● **Consigne 1**:
Renvoyez à l'identique les lignes de la liste, en commençant à la ligne qui contient « Reviewer note: verify that every instance of the person » et en vous arrêtant après celle qui contient « [[459, 355], [252, 321], [442, 348], [469, 356], [272, 363]] ».

● **Extrait**:
============================================================
Arrêté sur une aire de repos à mi-chemin entre Craon et Château-Gontier, le livreur, assit dans son véhicule sur le siège coté passager, écoute par la porte ouverte le vent souffler dans les feuilles d'un gros arbre, bordant la route. Le bruit du moteur le fatigue, depuis le matin et sans arrêt, qui gronde dans ses oreilles, alors, quand il tourne la clé, et qu'il entend ce silence et ces feuilles, cela lui fait comme un doux massage sur son cerveau. Et il respire, quelques secondes ou il ferme les yeux en se frottant le front avec ses deux mains.
Comme souvent à son habitude, il ne résiste pas à l'envie de descendre du camion pour goûter quelques instants à la fraîcheur de l'automne, à l'odeur des arbres, au spectacle coloré de cette nature qui l'entoure, et qui lui redonne la sérénité intérieure au cours de sa journée de stress et de course incessante.
============================================================
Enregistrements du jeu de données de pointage
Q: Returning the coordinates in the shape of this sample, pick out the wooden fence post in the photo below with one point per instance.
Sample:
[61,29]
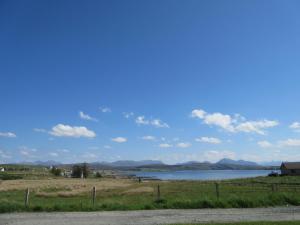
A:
[26,198]
[158,192]
[217,190]
[94,196]
[273,188]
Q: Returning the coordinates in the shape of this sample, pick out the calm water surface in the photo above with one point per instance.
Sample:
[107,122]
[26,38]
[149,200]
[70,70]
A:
[202,174]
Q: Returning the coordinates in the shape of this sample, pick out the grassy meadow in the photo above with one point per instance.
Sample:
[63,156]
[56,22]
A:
[69,194]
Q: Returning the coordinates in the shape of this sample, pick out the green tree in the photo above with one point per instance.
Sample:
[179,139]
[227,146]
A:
[55,171]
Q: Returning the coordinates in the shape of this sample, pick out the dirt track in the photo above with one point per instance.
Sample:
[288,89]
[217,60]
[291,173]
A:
[151,217]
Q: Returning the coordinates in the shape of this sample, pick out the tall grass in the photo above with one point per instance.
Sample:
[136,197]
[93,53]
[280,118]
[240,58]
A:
[245,193]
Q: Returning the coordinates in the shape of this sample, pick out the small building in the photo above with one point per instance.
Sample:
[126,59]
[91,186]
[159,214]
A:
[290,168]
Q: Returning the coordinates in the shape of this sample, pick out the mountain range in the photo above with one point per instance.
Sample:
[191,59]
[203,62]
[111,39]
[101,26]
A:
[223,164]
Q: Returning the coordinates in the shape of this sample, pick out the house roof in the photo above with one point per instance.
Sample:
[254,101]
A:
[291,165]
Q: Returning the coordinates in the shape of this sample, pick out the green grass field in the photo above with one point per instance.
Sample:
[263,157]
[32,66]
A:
[67,194]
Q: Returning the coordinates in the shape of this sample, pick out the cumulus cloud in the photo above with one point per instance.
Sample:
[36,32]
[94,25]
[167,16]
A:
[159,123]
[141,120]
[183,145]
[53,154]
[84,116]
[61,130]
[295,126]
[4,155]
[8,134]
[40,130]
[104,109]
[210,140]
[290,143]
[127,115]
[256,126]
[165,145]
[107,146]
[119,139]
[235,123]
[264,144]
[149,138]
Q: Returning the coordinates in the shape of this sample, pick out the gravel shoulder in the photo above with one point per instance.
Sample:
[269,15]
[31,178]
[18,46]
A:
[151,217]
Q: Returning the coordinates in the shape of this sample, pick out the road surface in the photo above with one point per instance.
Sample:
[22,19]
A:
[151,217]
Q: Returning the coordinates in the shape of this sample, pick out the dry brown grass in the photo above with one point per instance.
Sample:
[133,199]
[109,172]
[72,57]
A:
[139,190]
[64,187]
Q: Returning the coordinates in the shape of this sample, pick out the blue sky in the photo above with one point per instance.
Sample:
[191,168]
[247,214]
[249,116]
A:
[168,80]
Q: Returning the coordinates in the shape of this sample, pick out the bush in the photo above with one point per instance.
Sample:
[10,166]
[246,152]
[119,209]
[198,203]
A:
[6,176]
[80,170]
[56,171]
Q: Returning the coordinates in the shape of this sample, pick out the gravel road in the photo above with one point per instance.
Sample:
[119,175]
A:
[151,217]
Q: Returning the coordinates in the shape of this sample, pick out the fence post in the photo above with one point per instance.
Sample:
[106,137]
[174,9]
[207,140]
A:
[158,192]
[273,188]
[27,198]
[217,190]
[94,195]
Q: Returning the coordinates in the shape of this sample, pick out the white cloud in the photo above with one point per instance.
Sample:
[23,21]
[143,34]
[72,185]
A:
[4,155]
[235,123]
[295,126]
[159,123]
[198,113]
[219,119]
[64,150]
[290,143]
[8,134]
[53,154]
[149,138]
[210,140]
[104,109]
[256,126]
[183,145]
[107,146]
[165,145]
[40,130]
[264,144]
[141,120]
[84,116]
[127,115]
[24,152]
[89,155]
[61,130]
[119,139]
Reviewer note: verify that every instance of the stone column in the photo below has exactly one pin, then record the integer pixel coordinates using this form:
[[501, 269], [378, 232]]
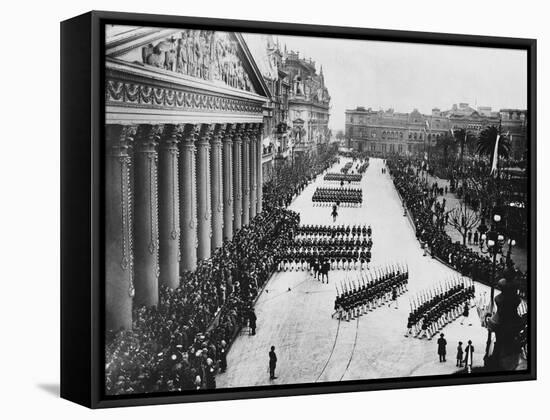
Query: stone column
[[119, 280], [146, 228], [227, 166], [216, 186], [237, 179], [204, 213], [259, 178], [169, 207], [246, 175], [188, 199], [253, 171]]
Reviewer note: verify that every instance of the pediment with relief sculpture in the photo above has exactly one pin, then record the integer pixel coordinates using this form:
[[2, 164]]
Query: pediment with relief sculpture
[[217, 58]]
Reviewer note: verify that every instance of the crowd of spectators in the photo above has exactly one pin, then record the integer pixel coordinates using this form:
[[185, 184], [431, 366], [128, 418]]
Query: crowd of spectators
[[420, 200], [181, 344]]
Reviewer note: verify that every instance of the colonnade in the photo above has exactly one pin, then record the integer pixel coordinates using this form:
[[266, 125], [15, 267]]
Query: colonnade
[[173, 193]]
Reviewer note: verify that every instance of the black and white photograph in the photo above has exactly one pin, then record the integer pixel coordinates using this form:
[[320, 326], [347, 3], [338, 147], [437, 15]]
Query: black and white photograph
[[288, 210]]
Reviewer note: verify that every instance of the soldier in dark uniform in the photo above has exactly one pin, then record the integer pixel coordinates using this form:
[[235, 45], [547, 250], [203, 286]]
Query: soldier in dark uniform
[[442, 348], [252, 321], [272, 363]]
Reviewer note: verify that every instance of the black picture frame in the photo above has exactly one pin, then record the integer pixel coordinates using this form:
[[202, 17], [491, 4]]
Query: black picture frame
[[82, 218]]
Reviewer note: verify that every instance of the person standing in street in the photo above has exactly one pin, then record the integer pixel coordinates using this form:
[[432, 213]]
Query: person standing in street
[[459, 355], [252, 321], [442, 348], [469, 356], [272, 363]]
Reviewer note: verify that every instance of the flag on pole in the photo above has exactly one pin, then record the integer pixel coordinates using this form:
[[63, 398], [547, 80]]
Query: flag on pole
[[495, 157]]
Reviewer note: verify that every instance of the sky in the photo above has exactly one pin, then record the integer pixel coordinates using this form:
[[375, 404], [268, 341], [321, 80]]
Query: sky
[[404, 76]]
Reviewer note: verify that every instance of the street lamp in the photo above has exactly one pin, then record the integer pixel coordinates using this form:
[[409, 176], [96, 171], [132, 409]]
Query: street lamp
[[511, 244], [495, 241]]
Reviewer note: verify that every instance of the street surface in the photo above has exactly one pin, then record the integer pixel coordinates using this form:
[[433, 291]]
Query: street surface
[[294, 310]]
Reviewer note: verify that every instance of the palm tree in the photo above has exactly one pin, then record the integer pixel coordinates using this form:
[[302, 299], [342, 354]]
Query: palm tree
[[487, 140]]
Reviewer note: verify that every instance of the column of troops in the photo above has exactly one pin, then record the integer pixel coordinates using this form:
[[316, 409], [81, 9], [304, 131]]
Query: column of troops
[[432, 310], [346, 168], [322, 248], [347, 197], [173, 194], [343, 178], [371, 290]]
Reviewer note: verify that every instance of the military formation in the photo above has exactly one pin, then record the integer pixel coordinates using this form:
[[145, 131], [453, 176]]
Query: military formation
[[432, 310], [372, 289], [343, 178], [321, 248], [342, 196]]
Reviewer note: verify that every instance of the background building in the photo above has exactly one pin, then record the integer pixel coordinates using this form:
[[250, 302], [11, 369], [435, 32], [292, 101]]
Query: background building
[[388, 131], [308, 104]]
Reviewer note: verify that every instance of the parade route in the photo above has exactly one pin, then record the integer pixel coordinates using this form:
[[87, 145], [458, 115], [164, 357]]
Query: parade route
[[294, 310]]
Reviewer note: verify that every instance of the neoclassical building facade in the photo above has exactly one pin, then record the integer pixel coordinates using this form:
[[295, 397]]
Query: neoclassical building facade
[[183, 154]]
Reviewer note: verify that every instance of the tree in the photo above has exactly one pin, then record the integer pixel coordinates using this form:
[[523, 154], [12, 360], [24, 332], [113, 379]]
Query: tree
[[463, 220], [445, 143], [487, 140], [463, 138]]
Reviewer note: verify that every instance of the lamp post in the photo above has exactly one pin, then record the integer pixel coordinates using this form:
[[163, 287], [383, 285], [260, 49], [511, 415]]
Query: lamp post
[[511, 244], [494, 241]]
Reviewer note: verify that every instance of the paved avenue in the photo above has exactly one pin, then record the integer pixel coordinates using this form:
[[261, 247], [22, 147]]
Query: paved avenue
[[294, 310]]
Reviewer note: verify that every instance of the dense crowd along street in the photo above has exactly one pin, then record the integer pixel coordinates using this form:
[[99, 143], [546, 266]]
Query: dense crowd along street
[[294, 307], [273, 281], [259, 233]]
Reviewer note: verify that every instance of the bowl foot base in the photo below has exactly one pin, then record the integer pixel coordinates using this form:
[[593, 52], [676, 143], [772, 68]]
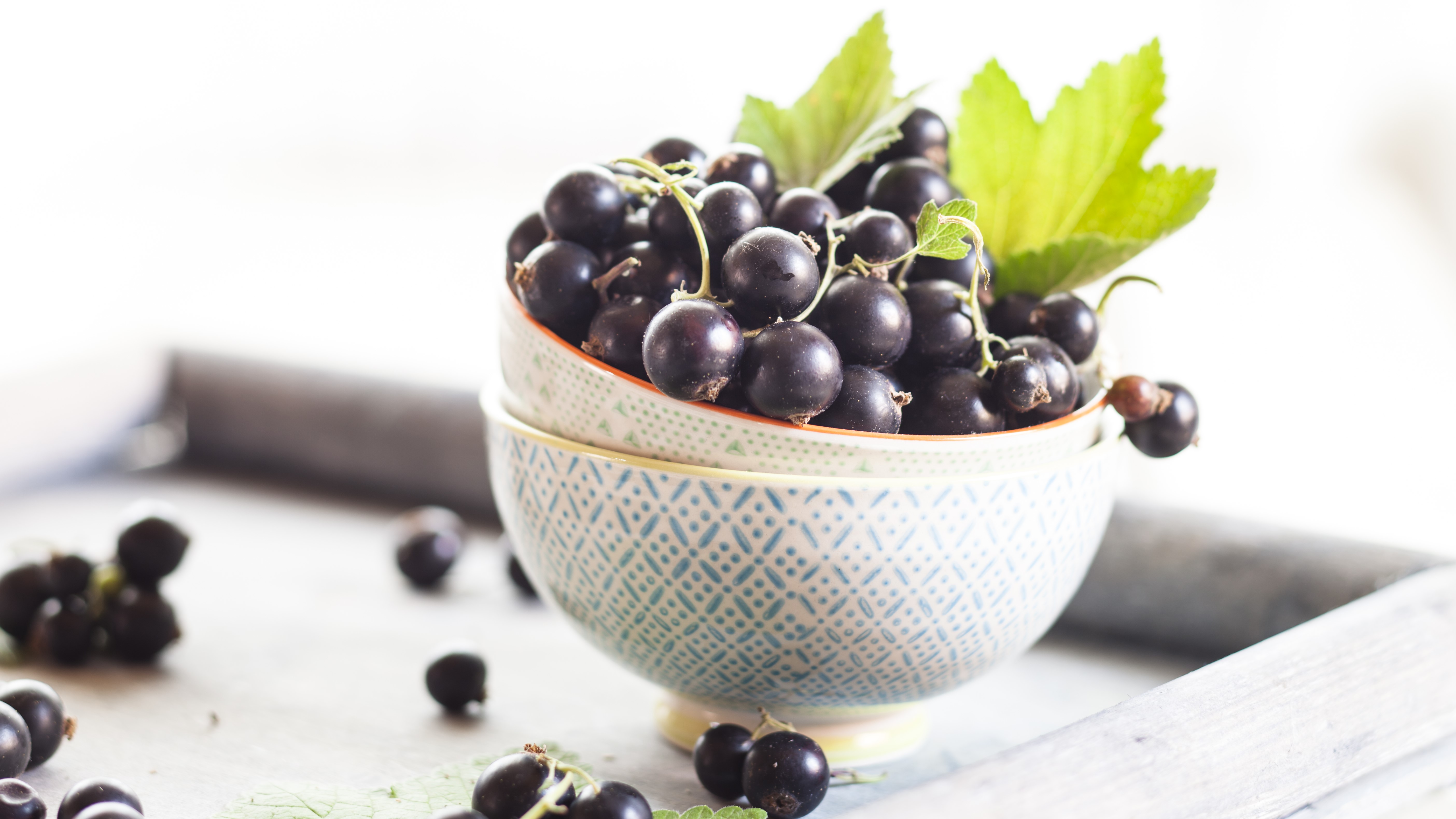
============================================================
● **Consigne 2**:
Recopiez mot pour mot l'extrait sur le livreur, en commençant aux mots « Comme souvent à » et en vous arrêtant après les mots « de course incessante. ».

● **Réponse rédigée 1**:
Reviewer note: verify that every instance of the person standing in street in the photo above has exactly one pin, then record the integer pixel coordinates using this form:
[[432, 213]]
Query: person standing in street
[[459, 355], [252, 321], [442, 348], [469, 356], [272, 363]]

● **Réponse rédigée 2**:
Comme souvent à son habitude, il ne résiste pas à l'envie de descendre du camion pour goûter quelques instants à la fraîcheur de l'automne, à l'odeur des arbres, au spectacle coloré de cette nature qui l'entoure, et qui lui redonne la sérénité intérieure au cours de sa journée de stress et de course incessante.